**Task goal**
Transcribe the entries exactly as they stand below, passing over any picture.

BEGIN Data under study

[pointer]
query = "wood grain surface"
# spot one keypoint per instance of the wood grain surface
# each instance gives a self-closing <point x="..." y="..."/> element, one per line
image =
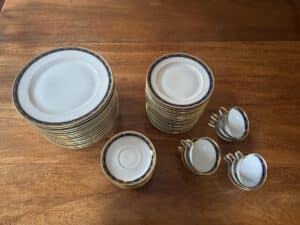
<point x="41" y="183"/>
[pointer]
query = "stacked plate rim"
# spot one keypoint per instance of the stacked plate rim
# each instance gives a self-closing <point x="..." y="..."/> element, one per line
<point x="68" y="95"/>
<point x="178" y="87"/>
<point x="128" y="159"/>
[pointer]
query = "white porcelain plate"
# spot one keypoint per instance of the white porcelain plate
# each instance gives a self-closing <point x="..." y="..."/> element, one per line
<point x="181" y="79"/>
<point x="203" y="155"/>
<point x="63" y="85"/>
<point x="128" y="157"/>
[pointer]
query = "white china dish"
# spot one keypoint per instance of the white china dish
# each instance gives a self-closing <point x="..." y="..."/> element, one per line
<point x="63" y="85"/>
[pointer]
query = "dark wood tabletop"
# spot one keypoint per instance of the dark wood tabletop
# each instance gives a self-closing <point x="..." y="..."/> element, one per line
<point x="253" y="49"/>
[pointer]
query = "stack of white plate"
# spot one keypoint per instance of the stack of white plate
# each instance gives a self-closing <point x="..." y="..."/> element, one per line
<point x="128" y="159"/>
<point x="68" y="94"/>
<point x="178" y="87"/>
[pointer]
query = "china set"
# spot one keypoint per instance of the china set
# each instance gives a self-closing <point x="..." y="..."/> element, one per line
<point x="178" y="87"/>
<point x="69" y="96"/>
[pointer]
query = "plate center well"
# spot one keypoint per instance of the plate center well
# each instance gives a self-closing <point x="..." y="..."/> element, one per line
<point x="129" y="157"/>
<point x="62" y="87"/>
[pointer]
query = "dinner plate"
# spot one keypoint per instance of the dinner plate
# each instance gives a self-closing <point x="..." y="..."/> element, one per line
<point x="180" y="80"/>
<point x="178" y="87"/>
<point x="62" y="85"/>
<point x="68" y="95"/>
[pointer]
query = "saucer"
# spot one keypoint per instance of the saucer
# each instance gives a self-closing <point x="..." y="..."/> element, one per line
<point x="128" y="159"/>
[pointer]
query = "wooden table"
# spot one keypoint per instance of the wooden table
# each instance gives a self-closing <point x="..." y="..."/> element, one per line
<point x="253" y="49"/>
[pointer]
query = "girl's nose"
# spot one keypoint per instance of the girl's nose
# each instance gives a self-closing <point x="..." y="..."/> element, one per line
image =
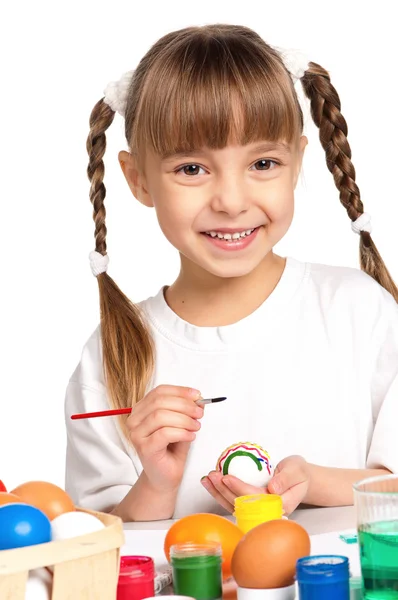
<point x="230" y="197"/>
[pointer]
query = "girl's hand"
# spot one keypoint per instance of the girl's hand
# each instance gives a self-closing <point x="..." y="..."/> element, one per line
<point x="162" y="426"/>
<point x="290" y="480"/>
<point x="225" y="488"/>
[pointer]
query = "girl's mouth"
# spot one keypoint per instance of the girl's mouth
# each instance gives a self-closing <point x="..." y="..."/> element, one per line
<point x="232" y="241"/>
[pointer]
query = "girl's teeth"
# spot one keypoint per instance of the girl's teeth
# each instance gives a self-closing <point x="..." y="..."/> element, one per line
<point x="230" y="236"/>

END Data under study

**Written answer**
[pointer]
query = "wood grain surface"
# spot one keypoint per instance of the wood grain surface
# each instance gives a self-closing <point x="..." y="..."/> element, one per line
image =
<point x="41" y="183"/>
[pointer]
query = "stacked plate rim"
# spot one keypoint per instance of the stacked plate rim
# each instance gives a self-closing <point x="..." y="..."/> element, one per line
<point x="68" y="95"/>
<point x="178" y="87"/>
<point x="128" y="159"/>
[pointer]
query = "white porcelain plate"
# spot one keypoint per instance of the white porcelain plate
# each instance gives a self-closing <point x="..." y="..."/> element, one per line
<point x="181" y="79"/>
<point x="203" y="155"/>
<point x="63" y="85"/>
<point x="128" y="157"/>
[pointer]
query = "white china dish"
# spot one keypoint per instance of the white china dish
# each instance gives a self-closing <point x="..." y="..."/> element, one per line
<point x="63" y="85"/>
[pointer]
query = "dark wood tabletop"
# spot one keypoint per instance of the dark wood tabletop
# each instance gives a self-closing <point x="..." y="..."/> element, one per line
<point x="253" y="49"/>
[pointer]
query = "stack of white plate"
# spot one keypoint per instance of the stack of white plate
# each instance gives a self-closing <point x="..." y="..."/> element, one per line
<point x="128" y="159"/>
<point x="68" y="94"/>
<point x="178" y="87"/>
[pointer]
query = "china set"
# spot one keypoint per instance of the china set
# each instance gives a self-closing <point x="..." y="..."/> element, one per line
<point x="178" y="87"/>
<point x="69" y="96"/>
[pointer]
query = "plate center well"
# spot one keypoint per instance of the plate center well
# each instance gives a self-closing <point x="..." y="..."/> element, one per line
<point x="129" y="157"/>
<point x="62" y="87"/>
[pointer]
query = "dinner plate"
# spot one keypoint per instance of the dinner plate
# each instance gives a self-closing <point x="..." y="..."/> element, one per line
<point x="180" y="80"/>
<point x="178" y="87"/>
<point x="62" y="85"/>
<point x="68" y="95"/>
[pointer]
query = "saucer"
# spot one keypoint per instance of the saucer
# each instance gives a self-closing <point x="..." y="..."/> element, one per line
<point x="128" y="159"/>
[pointer]
query = "wooden table"
# spot one keypoint per instance of the wooden table
# each instance gives a self-closing <point x="..." y="..."/> element, one per line
<point x="253" y="49"/>
[pointer]
query = "girl's nose"
# spot one keypoint per instance of the girl's nose
# each instance gives a self-closing <point x="..." y="..."/> element, one per line
image =
<point x="230" y="197"/>
[pointer]
query = "girl's hand"
# spot one keypoint per instance of the girl's hand
# each instance gives a self-closing <point x="..." y="..."/> element, one per line
<point x="162" y="426"/>
<point x="290" y="480"/>
<point x="225" y="488"/>
[pointer]
query = "girl's mouth"
# spot one keypoint per instance of the girl's mouth
# each instance gives a self-closing <point x="..." y="..."/> element, one per line
<point x="232" y="241"/>
[pointer]
query = "girl's teeth"
# spot one keypoint per instance of the girl's teeth
# each instance gives a self-closing <point x="..." y="..."/> element, one per line
<point x="230" y="236"/>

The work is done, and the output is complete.